:: Раздел текста ::
↓
В десятом классе ребром встал вопрос об alma mater. Дед-индолог обещал протекцию в Институте стран Азии и Африки (в пяти минутах от дома на той же Моховой), мама рисовала радужные перспективы моей карьеры и моего блестящего замужества в этом вузе, куда девочек почти не брали. Меня грело желание ощутить себя эдакой королевной, и я начала заниматься обществоведением с репетитором, но вдруг в ноябре обществоведение отменили и ввели экзамен по русской истории. Что ж, я занялась историей.
И тут я поняла, что «попала». Дело в том, что мои родители – отец-философ и мать-этнолог – работали в Академии наук на исторической ниве и я, не знаю почему, давно и твердо решила, что по их стопам не пойду. Но когда я впервые окунулась в русскую историю (в школе ее почти не преподавали, а то, что преподавали, я нещадно прогуливала: были дела и поважнее), мне вдруг стало безумно интересно, и я решила: зачем мне изучать историю Азии и Африки, когда есть история русская и европейская! И поступила на истфак.
Да, забыла сказать, что попутно я еще успела позаниматься художественной гимнастикой, теннисом (недолго) и шитьем мягкой игрушки.
В эти времена мой будущий муж с утра до ночи тренировался в спортивных школах в волейболе, баскетболе и футболе, в коих достиг значительного мастерства, что проявилось особенно ярко на истфаке (где мы и познакомились) в его игре за сборную МГУ по футболу. Интересно, что мой сын, не избалованный в дошкольный период развивающими кружками и группами, с жадностью выбрал для себя кружок росписи по дереву (сам) и изокружок в Третьяковке (по моей наводке), а в воскресной школе в Новоспасском монастыре со всех ног побежал – куда бы вы думали? В исторический кружок! (Двух историков дома ему не хватает!) Кроме того, его отобрали в спортивную школу по волейболу… История продолжается!
↑
:: Записи данных ::
↓
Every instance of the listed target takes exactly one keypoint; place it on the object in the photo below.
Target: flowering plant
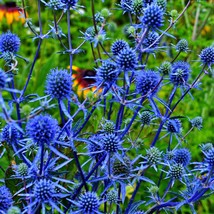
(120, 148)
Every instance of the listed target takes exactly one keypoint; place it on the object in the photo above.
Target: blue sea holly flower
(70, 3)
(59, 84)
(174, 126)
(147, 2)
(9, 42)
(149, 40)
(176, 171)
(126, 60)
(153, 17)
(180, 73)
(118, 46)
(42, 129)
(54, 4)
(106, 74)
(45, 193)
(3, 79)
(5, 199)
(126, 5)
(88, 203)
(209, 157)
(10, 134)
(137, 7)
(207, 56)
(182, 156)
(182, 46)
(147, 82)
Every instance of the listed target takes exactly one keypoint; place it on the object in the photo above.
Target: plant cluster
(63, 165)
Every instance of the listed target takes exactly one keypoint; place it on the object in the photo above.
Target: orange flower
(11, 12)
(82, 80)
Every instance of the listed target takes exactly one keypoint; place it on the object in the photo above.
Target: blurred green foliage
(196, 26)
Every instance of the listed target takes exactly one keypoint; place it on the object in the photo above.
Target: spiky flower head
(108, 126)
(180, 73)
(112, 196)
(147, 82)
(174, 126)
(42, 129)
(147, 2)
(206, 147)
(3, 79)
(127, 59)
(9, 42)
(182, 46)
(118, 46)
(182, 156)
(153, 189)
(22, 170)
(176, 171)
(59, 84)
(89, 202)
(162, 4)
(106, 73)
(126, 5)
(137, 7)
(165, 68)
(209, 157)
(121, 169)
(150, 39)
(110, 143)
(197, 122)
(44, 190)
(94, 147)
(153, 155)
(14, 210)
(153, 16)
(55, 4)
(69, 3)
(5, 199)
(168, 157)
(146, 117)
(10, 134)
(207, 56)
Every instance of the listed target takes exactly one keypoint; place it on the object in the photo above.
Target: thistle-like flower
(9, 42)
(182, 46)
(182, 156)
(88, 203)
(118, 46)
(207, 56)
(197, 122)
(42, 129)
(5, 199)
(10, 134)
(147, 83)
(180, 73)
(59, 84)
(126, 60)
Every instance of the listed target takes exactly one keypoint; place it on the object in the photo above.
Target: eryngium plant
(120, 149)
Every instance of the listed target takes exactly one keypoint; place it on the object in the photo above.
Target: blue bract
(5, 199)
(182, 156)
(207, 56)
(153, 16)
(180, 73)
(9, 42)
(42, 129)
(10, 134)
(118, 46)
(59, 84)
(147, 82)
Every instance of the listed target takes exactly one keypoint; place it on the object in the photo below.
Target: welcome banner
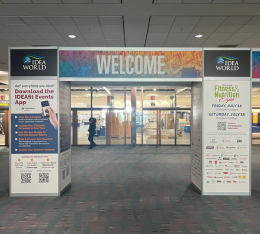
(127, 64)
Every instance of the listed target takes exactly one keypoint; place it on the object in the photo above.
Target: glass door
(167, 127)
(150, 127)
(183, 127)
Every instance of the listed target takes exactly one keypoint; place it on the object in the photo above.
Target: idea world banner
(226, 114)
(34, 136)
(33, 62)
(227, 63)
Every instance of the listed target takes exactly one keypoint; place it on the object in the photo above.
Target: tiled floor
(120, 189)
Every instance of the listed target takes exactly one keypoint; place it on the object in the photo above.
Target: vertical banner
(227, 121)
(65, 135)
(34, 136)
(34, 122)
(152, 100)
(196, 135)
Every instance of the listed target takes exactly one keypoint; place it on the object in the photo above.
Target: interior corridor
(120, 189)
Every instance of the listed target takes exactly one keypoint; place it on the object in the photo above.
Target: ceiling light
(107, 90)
↑
:: Рабочее задание ::
Выпишите из текста о выборе вуза отрывок от слов «В десятом классе» до слов «я занялась историей.» включительно. Записи представляют собой отдельный материал и с текстом не связаны.

:: Поле ответа ::
В десятом классе ребром встал вопрос об alma mater. Дед-индолог обещал протекцию в Институте стран Азии и Африки (в пяти минутах от дома на той же Моховой), мама рисовала радужные перспективы моей карьеры и моего блестящего замужества в этом вузе, куда девочек почти не брали. Меня грело желание ощутить себя эдакой королевной, и я начала заниматься обществоведением с репетитором, но вдруг в ноябре обществоведение отменили и ввели экзамен по русской истории. Что ж, я занялась историей.